▽
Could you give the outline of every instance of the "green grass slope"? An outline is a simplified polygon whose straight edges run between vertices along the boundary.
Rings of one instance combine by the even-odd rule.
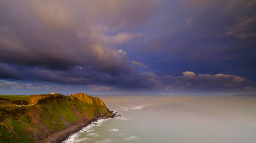
[[[16,96],[18,100],[24,98]],[[26,99],[29,105],[0,106],[0,143],[39,143],[76,123],[113,115],[103,101],[84,94],[68,97],[35,95]]]

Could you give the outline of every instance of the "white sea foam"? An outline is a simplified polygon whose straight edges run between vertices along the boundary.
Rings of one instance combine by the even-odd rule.
[[[145,107],[147,106],[147,105],[141,105],[135,107],[121,107],[120,108],[120,110],[123,111],[127,111],[129,110],[140,110],[145,108]]]
[[[119,136],[125,136],[125,133],[119,133],[118,134]]]
[[[109,131],[110,131],[111,132],[118,132],[118,131],[119,131],[119,130],[117,128],[113,128],[112,129],[110,129]]]
[[[108,143],[116,142],[116,140],[113,140],[110,139],[105,139],[102,141],[95,141],[95,143]]]
[[[138,140],[139,138],[139,137],[138,136],[129,136],[129,137],[125,138],[123,140],[126,140],[126,141],[135,141],[135,140]]]
[[[83,138],[81,139],[76,139],[76,138],[79,136],[79,134],[82,132],[86,132],[87,133],[90,133],[93,131],[95,131],[95,130],[93,129],[94,127],[97,126],[102,126],[102,124],[103,123],[106,121],[110,119],[110,118],[108,118],[106,119],[99,119],[97,121],[93,122],[92,123],[92,124],[89,125],[88,125],[82,128],[81,130],[80,130],[79,132],[77,132],[76,133],[73,133],[71,136],[70,136],[69,138],[67,139],[66,140],[64,141],[62,143],[74,143],[74,142],[78,142],[80,141],[85,140],[87,139],[88,138]],[[95,124],[93,123],[96,123],[97,124]],[[93,135],[92,133],[91,134],[91,135]],[[97,136],[96,134],[93,134],[95,136]],[[93,135],[92,135],[93,136]]]
[[[88,133],[87,136],[100,136],[98,133]]]

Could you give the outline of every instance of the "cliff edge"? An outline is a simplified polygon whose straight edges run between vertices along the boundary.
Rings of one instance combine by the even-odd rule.
[[[26,100],[1,97],[1,143],[47,142],[53,135],[59,140],[97,118],[115,116],[102,100],[85,94],[34,95]]]

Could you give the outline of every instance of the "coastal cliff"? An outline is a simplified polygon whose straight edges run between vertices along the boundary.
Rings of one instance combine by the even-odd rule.
[[[26,100],[3,96],[0,143],[60,141],[97,118],[115,116],[102,100],[85,94],[34,95],[24,96]]]

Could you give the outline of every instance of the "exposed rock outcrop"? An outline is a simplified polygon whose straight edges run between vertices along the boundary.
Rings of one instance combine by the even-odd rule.
[[[3,103],[10,101],[1,99]],[[85,94],[31,95],[25,101],[29,104],[0,107],[0,142],[47,143],[54,138],[59,141],[59,138],[97,118],[115,116],[102,100]],[[20,102],[13,102],[19,105]],[[43,141],[46,138],[51,139]]]

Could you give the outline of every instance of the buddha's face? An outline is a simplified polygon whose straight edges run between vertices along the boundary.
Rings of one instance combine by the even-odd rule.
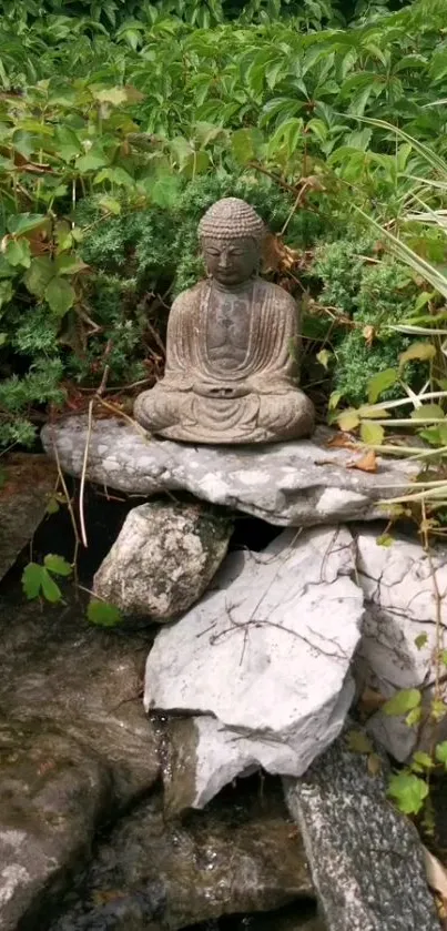
[[[255,240],[234,239],[202,241],[209,275],[220,284],[242,284],[253,275],[260,264],[260,247]]]

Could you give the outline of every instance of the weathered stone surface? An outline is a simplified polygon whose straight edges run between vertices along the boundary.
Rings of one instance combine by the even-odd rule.
[[[51,931],[176,931],[308,897],[303,844],[281,791],[234,792],[183,823],[166,821],[154,796],[99,846],[79,902],[67,901]]]
[[[135,402],[150,431],[189,443],[266,443],[308,436],[314,406],[296,386],[291,344],[298,308],[258,276],[264,223],[238,198],[201,221],[209,277],[175,298],[164,377]]]
[[[42,520],[57,468],[47,456],[16,453],[2,461],[0,482],[0,578],[16,561]]]
[[[159,773],[139,699],[150,640],[101,631],[82,611],[0,603],[2,931],[44,927],[100,823]]]
[[[203,595],[232,530],[231,520],[200,504],[134,507],[94,577],[93,591],[124,614],[172,620]]]
[[[327,448],[332,434],[313,439],[240,448],[183,446],[144,437],[119,419],[96,421],[89,443],[91,482],[122,492],[154,495],[185,489],[212,504],[238,508],[281,526],[315,526],[386,516],[380,500],[404,489],[417,474],[409,462],[378,461],[375,474],[348,468],[352,451]],[[81,475],[87,418],[70,417],[42,431],[62,468]],[[359,457],[357,457],[359,458]]]
[[[447,550],[438,547],[428,556],[420,544],[396,539],[392,546],[376,543],[373,530],[360,532],[358,584],[365,593],[365,626],[355,672],[358,688],[377,689],[385,698],[408,688],[421,688],[424,702],[431,697],[436,651],[447,647],[446,618],[438,607],[435,584],[440,597],[447,590]],[[435,578],[434,578],[435,576]],[[437,627],[439,629],[437,629]],[[418,640],[424,637],[425,640]],[[446,684],[441,691],[447,697]],[[403,761],[418,745],[431,740],[430,725],[408,727],[404,718],[378,710],[368,721],[368,731],[396,759]],[[437,739],[447,737],[447,723],[437,727]]]
[[[339,733],[363,618],[352,544],[344,528],[286,530],[233,554],[216,590],[158,635],[145,707],[215,718],[196,722],[194,807],[254,765],[301,775]]]
[[[365,757],[341,738],[285,786],[328,931],[440,931],[416,828]]]

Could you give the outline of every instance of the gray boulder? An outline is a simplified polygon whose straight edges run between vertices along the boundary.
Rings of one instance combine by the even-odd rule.
[[[203,505],[134,507],[96,571],[93,591],[126,615],[172,620],[205,591],[233,530]]]
[[[213,593],[158,635],[146,709],[201,716],[193,769],[179,772],[189,804],[253,766],[298,776],[341,732],[363,619],[354,565],[345,528],[286,530],[232,554]]]
[[[42,443],[58,449],[62,468],[81,475],[87,418],[44,427]],[[352,468],[362,454],[331,448],[333,433],[272,445],[192,446],[144,438],[123,421],[96,421],[89,442],[91,482],[144,496],[187,490],[212,504],[243,510],[280,526],[315,526],[385,517],[382,502],[404,490],[417,475],[410,462],[378,458],[377,472]]]
[[[440,931],[416,828],[339,738],[285,796],[328,931]]]
[[[447,648],[445,613],[437,606],[447,590],[447,549],[431,555],[420,544],[399,538],[379,546],[377,534],[363,529],[357,539],[358,584],[365,594],[365,625],[355,661],[359,692],[365,687],[389,698],[402,689],[421,689],[423,706],[429,705],[440,650]],[[445,667],[441,667],[443,674]],[[440,695],[447,698],[446,682]],[[405,761],[416,749],[427,749],[433,725],[423,716],[421,726],[408,727],[405,718],[377,710],[368,731],[397,760]],[[447,722],[437,726],[437,740],[447,738]]]

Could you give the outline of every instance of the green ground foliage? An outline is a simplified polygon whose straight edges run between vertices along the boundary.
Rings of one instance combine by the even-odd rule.
[[[398,231],[416,203],[423,153],[384,121],[445,155],[444,0],[0,8],[0,447],[82,409],[105,365],[130,397],[162,373],[197,221],[227,194],[280,237],[266,273],[302,302],[323,416],[331,391],[362,403],[425,285],[356,209]]]

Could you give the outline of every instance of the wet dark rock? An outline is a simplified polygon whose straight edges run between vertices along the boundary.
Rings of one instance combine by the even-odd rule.
[[[65,901],[51,931],[175,931],[309,897],[303,844],[276,790],[216,800],[183,822],[165,820],[158,795],[99,847],[80,899]]]
[[[14,454],[2,461],[0,578],[11,568],[42,520],[57,474],[54,463],[47,456]]]
[[[299,779],[286,801],[306,847],[328,931],[439,931],[416,828],[386,798],[383,771],[345,738]]]
[[[2,931],[43,930],[98,828],[159,775],[139,697],[149,637],[100,630],[82,614],[0,603]]]

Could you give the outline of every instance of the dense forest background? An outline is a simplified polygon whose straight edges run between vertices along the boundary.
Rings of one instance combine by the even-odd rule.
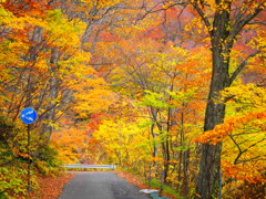
[[[115,164],[178,198],[263,198],[265,7],[1,0],[0,198],[25,193],[29,161],[34,188],[62,164]]]

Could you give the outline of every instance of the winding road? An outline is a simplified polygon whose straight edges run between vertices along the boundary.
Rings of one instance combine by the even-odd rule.
[[[114,172],[78,174],[58,199],[149,199],[150,197]]]

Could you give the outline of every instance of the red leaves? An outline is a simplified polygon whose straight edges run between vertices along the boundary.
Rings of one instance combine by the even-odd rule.
[[[59,177],[38,177],[38,182],[41,186],[40,190],[31,193],[31,198],[55,199],[58,198],[64,185],[71,180],[75,175],[64,174]]]

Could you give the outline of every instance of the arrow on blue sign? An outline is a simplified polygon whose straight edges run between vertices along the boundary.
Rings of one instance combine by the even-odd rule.
[[[25,124],[34,123],[38,117],[37,111],[33,108],[24,108],[20,114],[20,118]]]

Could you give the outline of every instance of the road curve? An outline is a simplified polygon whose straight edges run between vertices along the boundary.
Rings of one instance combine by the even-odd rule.
[[[149,199],[124,178],[114,172],[78,174],[64,187],[58,199]]]

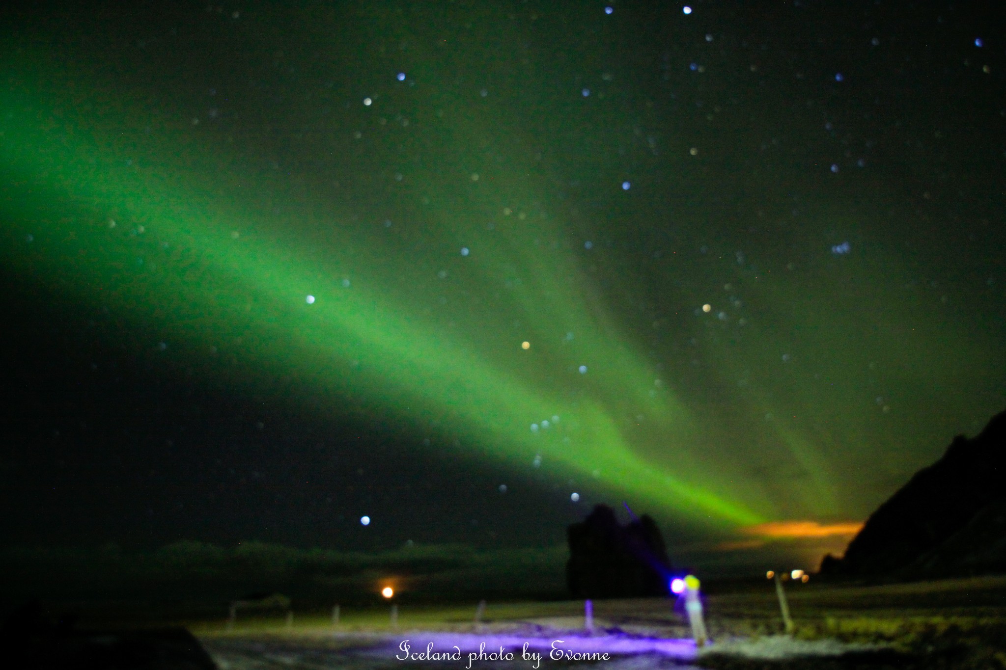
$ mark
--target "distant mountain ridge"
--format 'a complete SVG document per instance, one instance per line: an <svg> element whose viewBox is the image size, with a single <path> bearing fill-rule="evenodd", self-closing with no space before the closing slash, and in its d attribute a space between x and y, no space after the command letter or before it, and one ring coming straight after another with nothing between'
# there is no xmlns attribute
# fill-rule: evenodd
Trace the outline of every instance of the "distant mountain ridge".
<svg viewBox="0 0 1006 670"><path fill-rule="evenodd" d="M917 579L1006 573L1006 412L954 438L867 519L823 575Z"/></svg>

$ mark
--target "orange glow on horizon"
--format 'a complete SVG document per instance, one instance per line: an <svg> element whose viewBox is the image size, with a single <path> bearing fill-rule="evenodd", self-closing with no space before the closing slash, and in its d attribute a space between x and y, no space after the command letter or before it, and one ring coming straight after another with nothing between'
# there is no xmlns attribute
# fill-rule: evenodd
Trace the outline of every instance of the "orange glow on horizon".
<svg viewBox="0 0 1006 670"><path fill-rule="evenodd" d="M800 538L854 535L862 529L862 521L841 521L821 524L817 521L769 521L741 528L745 535L761 537Z"/></svg>

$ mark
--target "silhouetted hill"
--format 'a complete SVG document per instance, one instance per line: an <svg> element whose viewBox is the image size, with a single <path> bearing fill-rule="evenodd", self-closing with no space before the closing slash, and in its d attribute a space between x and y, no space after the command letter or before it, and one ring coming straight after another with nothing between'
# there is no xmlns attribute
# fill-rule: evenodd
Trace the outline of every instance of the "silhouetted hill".
<svg viewBox="0 0 1006 670"><path fill-rule="evenodd" d="M597 505L566 534L566 582L573 598L667 595L671 564L660 529L647 514L623 526L611 507Z"/></svg>
<svg viewBox="0 0 1006 670"><path fill-rule="evenodd" d="M1006 573L1006 412L954 438L877 508L825 575L935 578Z"/></svg>

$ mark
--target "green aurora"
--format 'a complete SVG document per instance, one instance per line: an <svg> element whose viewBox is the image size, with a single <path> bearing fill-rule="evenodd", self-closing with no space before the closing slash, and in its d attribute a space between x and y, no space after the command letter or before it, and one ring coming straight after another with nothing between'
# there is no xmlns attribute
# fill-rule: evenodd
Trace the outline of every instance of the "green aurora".
<svg viewBox="0 0 1006 670"><path fill-rule="evenodd" d="M459 38L460 63L431 38L443 17L408 31L390 9L340 21L355 37L331 45L329 65L314 61L332 73L309 95L283 72L324 45L323 31L302 26L287 41L299 46L268 55L248 45L249 61L273 63L273 90L302 102L235 96L243 119L230 130L214 113L179 111L187 101L139 73L120 81L98 57L8 53L8 270L128 314L152 347L208 378L294 378L311 394L288 401L317 412L411 426L433 449L504 470L540 456L556 479L725 531L862 518L948 435L1001 409L1006 367L989 365L1001 323L968 325L946 315L967 304L914 287L874 213L893 188L862 200L829 195L825 178L794 166L731 170L743 150L720 138L746 131L675 131L642 83L617 67L601 76L591 60L603 54L565 65L526 54L520 97L506 74L520 54L490 55L520 42L517 27L486 38L484 26L484 44ZM360 54L376 64L341 74ZM401 82L385 66L398 56ZM598 71L591 96L551 99L549 67L580 65ZM462 69L493 83L458 84ZM725 100L725 83L709 86ZM322 106L335 111L322 118ZM665 155L647 159L658 167L599 165L617 133L650 142L625 130L634 124L662 129ZM270 125L286 129L285 147ZM567 125L593 130L569 148ZM274 155L287 161L263 169ZM576 202L557 186L572 182ZM732 233L717 239L783 221L794 191L813 212L806 225L780 224L743 251ZM659 257L620 250L620 237L661 228L673 232ZM829 253L844 239L853 254ZM979 400L958 399L964 388Z"/></svg>

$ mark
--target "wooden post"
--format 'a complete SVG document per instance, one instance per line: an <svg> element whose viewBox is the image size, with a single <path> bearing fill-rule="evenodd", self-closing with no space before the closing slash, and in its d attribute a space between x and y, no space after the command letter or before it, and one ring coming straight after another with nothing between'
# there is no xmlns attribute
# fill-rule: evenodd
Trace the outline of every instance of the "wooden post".
<svg viewBox="0 0 1006 670"><path fill-rule="evenodd" d="M783 581L776 574L776 595L779 596L779 609L783 612L783 626L789 635L793 634L793 619L790 618L790 604L786 602L786 591L783 589Z"/></svg>
<svg viewBox="0 0 1006 670"><path fill-rule="evenodd" d="M475 608L475 630L482 630L482 617L486 614L486 602L479 601L478 607Z"/></svg>

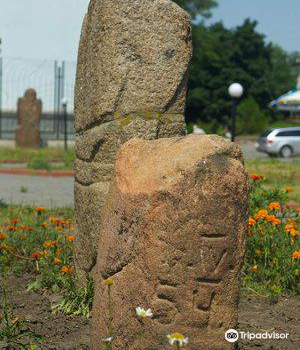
△
◆ **Given task**: Identify each line of the records that contains the word "glow", and copy those lines. Matching is case-sensitive.

◆ **Result of the task**:
--target "orange glow on horizon"
Trace the outline of every instance of the "orange glow on horizon".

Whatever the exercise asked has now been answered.